▸ **AIM OF THE EXERCISE**
Print the data below word for word, keeping every line in its original order. Leave any picture out of your output.

▸ **INPUT MATERIAL**
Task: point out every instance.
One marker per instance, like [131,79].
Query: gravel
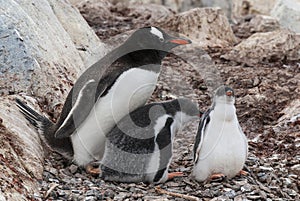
[273,162]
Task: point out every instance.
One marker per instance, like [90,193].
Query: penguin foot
[174,174]
[243,172]
[217,177]
[92,170]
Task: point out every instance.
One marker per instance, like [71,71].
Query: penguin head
[155,38]
[224,94]
[186,110]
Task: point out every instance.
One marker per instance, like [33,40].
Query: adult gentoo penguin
[111,88]
[221,146]
[139,147]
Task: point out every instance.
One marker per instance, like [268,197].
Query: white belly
[224,152]
[132,89]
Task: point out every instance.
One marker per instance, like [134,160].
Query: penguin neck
[225,111]
[180,118]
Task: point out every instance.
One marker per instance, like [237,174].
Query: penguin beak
[180,41]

▸ **FULL ANSWER**
Task: point out every instance.
One marker per instance, like [131,79].
Query: gravel
[273,162]
Task: point out every instance.
One marker per instance, like [90,193].
Query: penguin foot
[174,174]
[243,172]
[217,177]
[92,170]
Task: point out every instance.
One marker per instance, like [71,71].
Query: penguin head
[155,38]
[224,94]
[186,110]
Task: point out every instance.
One marker per instance, like [33,40].
Query: adult gentoo penguin
[111,88]
[221,146]
[139,147]
Task: point out every instance.
One marker per instance, like [268,197].
Query: white belly
[224,152]
[132,89]
Task: point out every instance.
One marker per instance, like [134,160].
Query: penguin neck
[225,111]
[180,118]
Task: point out every instance.
One marker per instance, like [237,174].
Query: penguin beak
[180,41]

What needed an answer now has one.